Pull every line out of the material below and reproduce each one verbatim, without changing anything.
=== Task input ===
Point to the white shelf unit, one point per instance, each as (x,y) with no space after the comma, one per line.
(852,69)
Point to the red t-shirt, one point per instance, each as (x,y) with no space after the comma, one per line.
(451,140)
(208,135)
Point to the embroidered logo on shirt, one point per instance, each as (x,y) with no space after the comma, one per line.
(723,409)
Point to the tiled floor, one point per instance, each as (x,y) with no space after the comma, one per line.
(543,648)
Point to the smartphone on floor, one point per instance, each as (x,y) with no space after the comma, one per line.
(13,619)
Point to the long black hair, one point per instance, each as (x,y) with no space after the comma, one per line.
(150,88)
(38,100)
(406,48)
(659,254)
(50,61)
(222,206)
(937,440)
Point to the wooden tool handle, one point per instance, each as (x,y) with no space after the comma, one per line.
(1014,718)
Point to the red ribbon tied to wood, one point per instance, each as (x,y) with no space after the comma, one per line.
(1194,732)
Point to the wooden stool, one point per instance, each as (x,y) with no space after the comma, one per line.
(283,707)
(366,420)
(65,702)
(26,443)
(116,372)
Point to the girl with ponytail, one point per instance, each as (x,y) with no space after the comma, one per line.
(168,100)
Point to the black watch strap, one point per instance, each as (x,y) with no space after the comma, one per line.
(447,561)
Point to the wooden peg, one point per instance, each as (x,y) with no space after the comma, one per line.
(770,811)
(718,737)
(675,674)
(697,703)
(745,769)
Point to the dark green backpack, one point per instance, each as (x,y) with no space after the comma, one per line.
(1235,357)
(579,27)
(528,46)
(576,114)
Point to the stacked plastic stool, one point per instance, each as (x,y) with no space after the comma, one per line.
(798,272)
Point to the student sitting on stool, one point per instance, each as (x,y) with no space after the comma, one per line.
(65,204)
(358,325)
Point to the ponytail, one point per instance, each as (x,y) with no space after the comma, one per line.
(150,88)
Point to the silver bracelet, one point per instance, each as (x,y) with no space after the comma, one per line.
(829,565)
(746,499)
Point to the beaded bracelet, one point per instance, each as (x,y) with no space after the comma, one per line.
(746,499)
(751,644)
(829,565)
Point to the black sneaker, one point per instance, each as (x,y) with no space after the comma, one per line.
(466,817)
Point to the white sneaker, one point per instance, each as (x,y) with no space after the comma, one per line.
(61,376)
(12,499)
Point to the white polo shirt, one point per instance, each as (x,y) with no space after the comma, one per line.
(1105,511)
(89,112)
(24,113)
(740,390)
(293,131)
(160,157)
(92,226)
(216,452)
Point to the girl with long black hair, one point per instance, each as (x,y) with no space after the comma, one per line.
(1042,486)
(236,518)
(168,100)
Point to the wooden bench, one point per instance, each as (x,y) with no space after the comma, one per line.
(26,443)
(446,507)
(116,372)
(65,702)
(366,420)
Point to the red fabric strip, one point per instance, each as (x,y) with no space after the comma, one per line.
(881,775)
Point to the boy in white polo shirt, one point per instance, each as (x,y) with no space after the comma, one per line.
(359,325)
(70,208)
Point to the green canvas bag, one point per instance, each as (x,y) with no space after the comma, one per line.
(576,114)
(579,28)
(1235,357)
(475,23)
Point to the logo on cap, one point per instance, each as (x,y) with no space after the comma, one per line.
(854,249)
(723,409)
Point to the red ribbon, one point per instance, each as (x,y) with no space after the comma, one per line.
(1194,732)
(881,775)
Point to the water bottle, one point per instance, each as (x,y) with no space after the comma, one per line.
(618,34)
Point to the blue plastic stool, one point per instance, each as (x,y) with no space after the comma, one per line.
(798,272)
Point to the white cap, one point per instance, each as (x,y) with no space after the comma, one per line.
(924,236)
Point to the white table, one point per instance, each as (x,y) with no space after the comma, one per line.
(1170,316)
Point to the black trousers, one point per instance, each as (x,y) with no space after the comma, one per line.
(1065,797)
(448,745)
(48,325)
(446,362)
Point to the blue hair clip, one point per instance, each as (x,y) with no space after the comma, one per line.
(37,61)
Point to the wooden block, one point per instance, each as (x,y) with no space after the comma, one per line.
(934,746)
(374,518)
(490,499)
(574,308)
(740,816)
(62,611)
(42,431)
===
Reply =
Point to the white shelf unit, one point per instance, each as (x,y) with no space after the comma, one per line.
(852,69)
Point to the red t-shirt, one point per instance, each as (x,y) with no space after the comma, one per line.
(451,140)
(208,135)
Point to the embroidered logo on shirt, one point per instance, each as (x,y) with no space after the comma, one per line.
(723,409)
Point to the tiled floor, one point per instance, each as (x,y) with no space after the comma, one per line.
(543,648)
Point to the smartphone on floor, one point per instance, each as (x,y) with no space after the comma, one per line.
(13,619)
Point to the long black hair, one point per instance, each as (x,y) with no space after the comma, one per line.
(150,88)
(38,100)
(406,48)
(659,254)
(50,61)
(222,206)
(937,440)
Point to the wooden tool handle, one point per instance, each as (x,y) with no space after the comma, one per line.
(1014,718)
Point to the red ribbon tied to wood, one point per instance, each as (x,y) with no space after the comma, one per line.
(1194,732)
Point to the wooden stool, one point per instance, each as (x,y) with no space after the comma, one per line.
(283,707)
(366,420)
(65,702)
(26,443)
(116,372)
Point to the girl with ponytail, one point per instance, each as (x,y) with no space after the comma, one per line.
(168,100)
Point to the black watch strap, one point per instance, each as (x,y) with no space after the comma, one per line.
(447,561)
Point to the wooden peg, one point per instance, each as (x,y) with no space after the comma, one per line.
(770,811)
(718,737)
(675,674)
(697,703)
(745,769)
Point to the dark green backpack, one point per instance, each as (x,y) with no space after the comma, one per line.
(1235,357)
(579,27)
(528,46)
(576,114)
Point to the stacked plastic stool, one point per instance, each as (x,y) with no space after the comma, one per line.
(798,272)
Point to the student sitting on stool, one point per instance, each as (x,y) with no space after the comma, one per line.
(65,204)
(358,325)
Point to the ponytail, one point per instance, each as (x,y) with no space after the comma, one per line.
(150,88)
Point to the silver bracelet, one point per instance, each as (x,y) with no space after the comma, one per line.
(829,565)
(746,499)
Point to the beaded bracelet, one point per instance, each as (x,y) with no space after the comma, one per line.
(746,499)
(751,644)
(829,565)
Point to the black sneaker, one point per instance, each as (x,y) with no space after the comma, one per line.
(466,817)
Point to the white sneaker, one point per instance, each as (x,y) with no space after the comma, one per line.
(61,376)
(12,499)
Point to the white polo shirt, one point per instance, each as (x,y) with no space after the comma, one per line.
(1105,511)
(89,112)
(24,113)
(740,390)
(293,131)
(160,157)
(92,226)
(216,452)
Point to the girl with long black hair, one point per instance, each as (x,y) with no space after the comma, one per line.
(1042,486)
(236,518)
(168,100)
Point to the wooden bench, one point per instance, each as (x,y) with no space after the comma, one per line.
(26,443)
(446,507)
(116,372)
(65,702)
(366,420)
Point to the red fabric strip, one point per instance, each as (x,y) with no space after the comma, one per line.
(881,775)
Point to the boy in white polo shirt, one point per instance, each as (x,y) with no space after the comma, one per line.
(359,325)
(70,208)
Point to the green canvas bag, one point per instance, each as (x,y) with no space after the comma, one per line.
(576,114)
(579,28)
(1235,357)
(475,23)
Point to the logo on cap, one point per instance, each as (x,y) with no space after the comma, one per line.
(854,249)
(723,409)
Point to the red ribbon, one point per instance, each as (x,y) with no space after the comma, one per line.
(1194,732)
(881,775)
Point to the water bottle, one point per instance, each as (x,y) with no space after the comma, one per line.
(618,34)
Point to the blue plastic stool, one point per instance, each as (x,y) with no space after the comma, one per line.
(798,272)
Point to the white cap, one point per instance, each as (x,y) with no space after the comma, one per line.
(924,236)
Point to the white table, one point per instance, each as (x,y) with no space after the comma, one per line.
(1170,316)
Point to the black trousers, one point per instance, each as (x,y) with no space after the comma, one per line.
(1065,797)
(448,745)
(48,325)
(446,362)
Point to the blue hair clip, one point per instance, each as (x,y) with no space after the comma, one per line.
(37,61)
Point to the wooden block, one point per instance, each as (x,y) with no space after the comma, one per line.
(934,746)
(374,518)
(490,499)
(574,308)
(740,816)
(62,611)
(42,431)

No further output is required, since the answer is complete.